Отрывок >>
В самом деле, трудно назвать диссидентом и инакомыслящим недовольного зарплатой рабочего, напившегося и с горя назвавшего Сталина сволочью, Хрущева свиньей или Брежнева болваном. Точно так же трудно считать диссидентской традиционную антиправительственную подпольную деятельность, связанную, например, с распространением листовок и подметных писем, тем более создание подпольных организаций маоистского, фашистского или сталинистского толка. Боюсь, что правозащитники 60-70-х гг., осуждавшие «подпольщину», вряд ли бы идентифицировали эти случаи как «свои» или, на худой конец, снабдили бы эту самоидентификацию множеством оговорок.
Интересно, что в третьем издании «Словаря русского языка» С.И. Ожегова, подписанном в печать через неделю после смерти Иосифа Сталина, слово «инакомыслящий» (имеющий иной образ мыслей) вообще было отнесено к числу устаревших[2]. Жестокая эпоха, уходившая вместе с диктатором, изобрела новые, более жесткие выражения для обозначения людей с альтернативным образом мысли (например, вошедшее в обиход сразу после Октябрьской революции «враги народа»), а умерший тиран, казалось, оставлял своим политическим наследникам настолько «прополотое» чистками и массовыми репрессиями общество, что в этом «идеологическом монолите» трудно было найти место инакомыслию и инакомыслящим. Тогда, на заре эпохи «либерального коммунизма», вряд ли можно было себе представить, что спустя 15 лет слово «инакомыслие» станет расхожим и общеупотребительным, а обозначать оно будет фактически новое (возрожденное?) явление послесталинской общественной жизни.
Однако «инакомыслие», повторю это еще раз, оказалось, в конце концов, самоназванием достаточно локального движения столичной интеллигенции, на участников которого практически невозможно наклеить универсальную идеологическую этикетку: слишком много индивидуального привносил в движение каждый. За пределами этого привлекательного понятия оказался гораздо более широкий слой реальности, который Галич как раз и попытался очень неточно определить как «молчаливый резистанс» и которому, может быть, больше подходит архаичное русское слово «крамола» – со всей многослойностью и множественностью выраженных в нем культурных смыслов. Этому слову не суждено было возродиться в языке 1950-1980-х гг., но стоящие за ним исторические аллюзии и ассоциации – «возмущение, мятеж, смута, измена, ковы, лукавые замыслы»[3], особенно «лукавые замыслы», очень точно отражают подозрительное отношение правящего коммунистического режима к образу мысли своих подданных. Другими словами, крамола – это не самоназвание той или иной группы инакомыслящих, а квалификация традиционной для России оппозиции народа и власти, оценочное суждение власти и ее сторонников о своих реальных или потенциальных противниках. В этом, собственно говоря, и российская специфика термина. Разномыслие, органичное и приемлемое для любой демократической страны, превращалось в крамолу только благодаря специфическому отношению властей к этому разномыслию. Не будь этого отношения – не было бы и крамолы как культурно-политического явления. Все, что не находило себе места в легальной политической культуре советского общества, фактически интерпретировалось в категориях измены, предательства, смуты, на худой счет проходило по разряду подозрительных и смутьянских «лукавых замыслов».

Блок данных >>

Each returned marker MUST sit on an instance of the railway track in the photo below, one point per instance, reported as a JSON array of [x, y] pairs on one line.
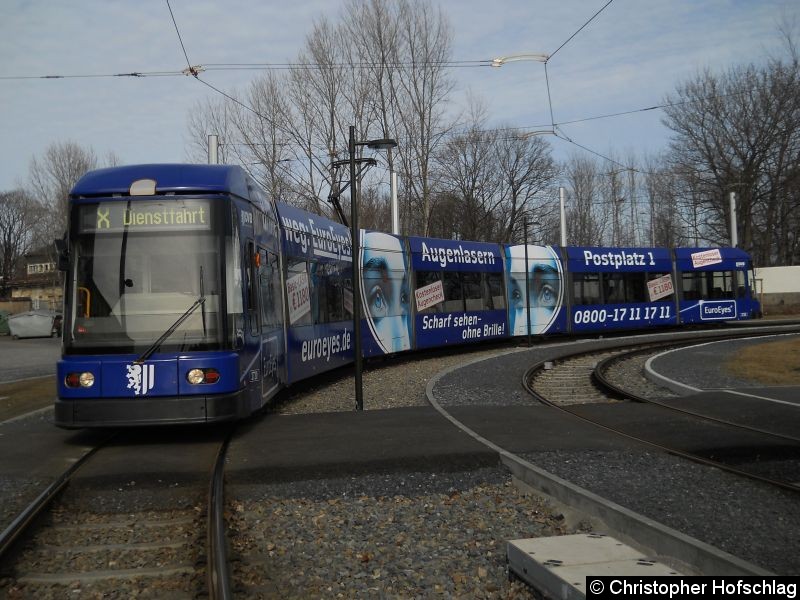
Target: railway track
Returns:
[[575, 383], [94, 531]]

Что сделать >>
A) В каком издании словаря Ожегова слово «инакомыслящий» было отнесено к устаревшим, согласно отрывку об инакомыслии?
B) Допишите продолжение отрывка об инакомыслии и крамоле, начиная сразу после его последнего предложения.
Материал никак не связан с отрывком.

Ответы >>
A) В третьем издании «Словаря русского языка» С.И. Ожегова, подписанном в печать через неделю после смерти Иосифа Сталина.

B)
Патриархальные представления о крамоле, во многом определявшие отношение властей и их бюрократических аппаратов к инакомыслию, вполне сочетались с политической прагматикой режима, ибо опасны для него были не только, а иногда даже и не столько те или иные альтернативные мысли сами по себе, сколько потенциальная опасность свободного высказывания любых мыслей, пусть даже и вполне марксистских. Для коммунистических властей фактически не существовало идеологических вариаций и оттенков, так же как и их мотивированного приятия или отвержения, «дружественных» и «недружественных» идеологических конструкций.
Чтобы убедиться в том, что «допущение» «уклонов» само по себе, неважно каких, было чревато гибелью режима, достаточно вспомнить о крахе коммунизма в СССР. Политически и идеологически коммунизм рухнул не потому, что его разрушила либеральная антикоммунистическая критика, а потому, что он допустил критику как таковую, открылся для ударов как либералов, так и социалистов, как монархистов, так и эгалитаристов, то есть совершенно противоположных идеологических течений, ни на минуту не перестававших враждовать друг с другом, но приложивших все силы для того, чтобы сделать свое взаимное отрицание легальным, то есть уничтожить «коммунизм» как особый тип бюрократически организованной «партии-государства».
Стоит ли удивляться, что люди, взгляды и действия которых привели их в послесталинские, казалось бы, более либеральные времена к аресту и на скамью подсудимых, занимали порой диаметрально противоположные политические и идеологические позиции. Объединяли же этих людей, повторю это еще раз, даже не критика и противостояние власти сами по себе, не антикоммунизм, а отношение режима к крамоле. Это вполне религиозное отношение к инакомыслию как к ереси допускало на каждый данный момент одну-единственную интерпретацию Истины, списки утвержденных Политбюро героев и врагов, перечни «плохих» и «хороших» исторических событий и даже научных открытий.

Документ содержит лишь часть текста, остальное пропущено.